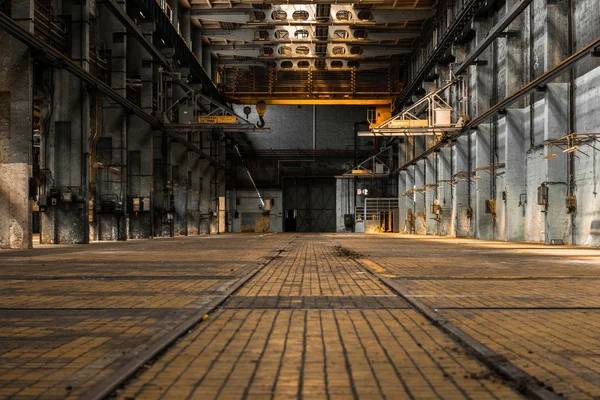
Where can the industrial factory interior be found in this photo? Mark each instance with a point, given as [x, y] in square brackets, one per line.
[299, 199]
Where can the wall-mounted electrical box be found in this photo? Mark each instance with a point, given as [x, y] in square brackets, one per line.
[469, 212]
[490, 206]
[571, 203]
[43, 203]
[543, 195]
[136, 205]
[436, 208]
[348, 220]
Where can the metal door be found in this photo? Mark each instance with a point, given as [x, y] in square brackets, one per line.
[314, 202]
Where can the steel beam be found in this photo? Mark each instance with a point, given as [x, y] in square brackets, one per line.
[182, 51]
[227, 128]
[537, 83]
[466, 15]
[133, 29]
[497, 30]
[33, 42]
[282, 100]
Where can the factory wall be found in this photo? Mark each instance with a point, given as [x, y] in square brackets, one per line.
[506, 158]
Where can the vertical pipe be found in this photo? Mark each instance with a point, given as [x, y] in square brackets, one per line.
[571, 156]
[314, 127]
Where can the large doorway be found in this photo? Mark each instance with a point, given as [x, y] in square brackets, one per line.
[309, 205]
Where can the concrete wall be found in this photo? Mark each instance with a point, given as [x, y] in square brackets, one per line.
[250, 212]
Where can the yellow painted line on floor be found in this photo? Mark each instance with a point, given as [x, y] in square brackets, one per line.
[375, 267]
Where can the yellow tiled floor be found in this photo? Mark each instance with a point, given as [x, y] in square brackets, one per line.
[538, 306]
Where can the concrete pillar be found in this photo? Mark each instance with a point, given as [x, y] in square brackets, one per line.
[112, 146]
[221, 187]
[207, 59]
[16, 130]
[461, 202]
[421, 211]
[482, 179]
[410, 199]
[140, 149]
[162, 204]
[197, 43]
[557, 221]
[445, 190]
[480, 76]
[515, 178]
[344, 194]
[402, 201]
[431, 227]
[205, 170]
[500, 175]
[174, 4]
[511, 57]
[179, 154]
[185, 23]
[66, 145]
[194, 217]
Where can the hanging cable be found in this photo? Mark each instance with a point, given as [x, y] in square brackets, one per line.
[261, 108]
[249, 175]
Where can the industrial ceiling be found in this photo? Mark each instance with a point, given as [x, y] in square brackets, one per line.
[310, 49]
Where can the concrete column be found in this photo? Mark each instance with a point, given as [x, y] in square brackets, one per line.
——
# TASK INSTRUCTIONS:
Format every line of the data above as a numbered list, leaving out blank lines and the picture.

# RESULT BELOW:
1. Where can the industrial factory interior be found in this photo? Mark each instance with a point, given as [x, y] in square brackets, one per line.
2. [299, 199]
3. Where can the wall-mounted electrical box be found in this photo? Mark each instance with a point, given as [x, y] in square brackets, one per line.
4. [469, 212]
5. [490, 206]
6. [571, 203]
7. [43, 203]
8. [543, 195]
9. [136, 205]
10. [436, 208]
11. [348, 220]
12. Where can the metal door be found in this photo? Mark each instance with a point, given as [x, y] in square brackets, one per line.
13. [314, 202]
14. Where can the steel beam be found in this photo? Mark each instance with a point, given as [x, y] in square brackets, one per line.
15. [182, 51]
16. [227, 128]
17. [537, 83]
18. [466, 15]
19. [133, 29]
20. [497, 30]
21. [33, 42]
22. [282, 100]
23. Where can the factory wall be found in this photo? Mark each instance with a point, given as [x, y] in square brackets, one per line.
24. [506, 158]
25. Where can the vertical pipe be found in this photo? Mark each instance with a point, given as [x, y] in square brackets, one per line.
26. [571, 156]
27. [314, 127]
28. Where can the large doorway be found in this photo? Mark each instance with a point, given as [x, y] in square brackets, one per line.
29. [309, 205]
30. Where can the concrete wall be found in this photo? Mark each instance with a point, given as [x, y] in square brackets, one per line.
31. [250, 212]
32. Where can the yellow painted line on floor be found in this photo? Mark each instance with a point, given as [x, y] in square brackets, one per line.
33. [375, 267]
34. Where can the yellow tiled floor be found in this photo? Mark each instance with a point, given as [x, y] in square brackets, one per line.
35. [538, 306]
36. Where can the concrete pillar be found in this photo? Mark each instance with a point, given as [x, y] in square brackets, one per line.
37. [112, 146]
38. [221, 187]
39. [207, 59]
40. [16, 130]
41. [461, 202]
42. [421, 211]
43. [482, 179]
44. [410, 199]
45. [140, 149]
46. [162, 204]
47. [197, 43]
48. [557, 221]
49. [445, 190]
50. [480, 76]
51. [515, 178]
52. [344, 194]
53. [402, 201]
54. [431, 227]
55. [205, 170]
56. [500, 175]
57. [174, 4]
58. [511, 57]
59. [179, 154]
60. [185, 23]
61. [66, 145]
62. [194, 217]
63. Where can the hanging cable be found in this photo? Mark each instance with a point, given as [x, y] in square brackets, one per line.
64. [261, 108]
65. [249, 175]
66. Where can the industrial ceiling be found in this photo? Mark each instance with a point, given as [x, y] in square brackets, one per line.
67. [310, 49]
68. Where can the concrete column be found in this photo? Mark each instance with a point, given as [x, y] in square brackets, one per line.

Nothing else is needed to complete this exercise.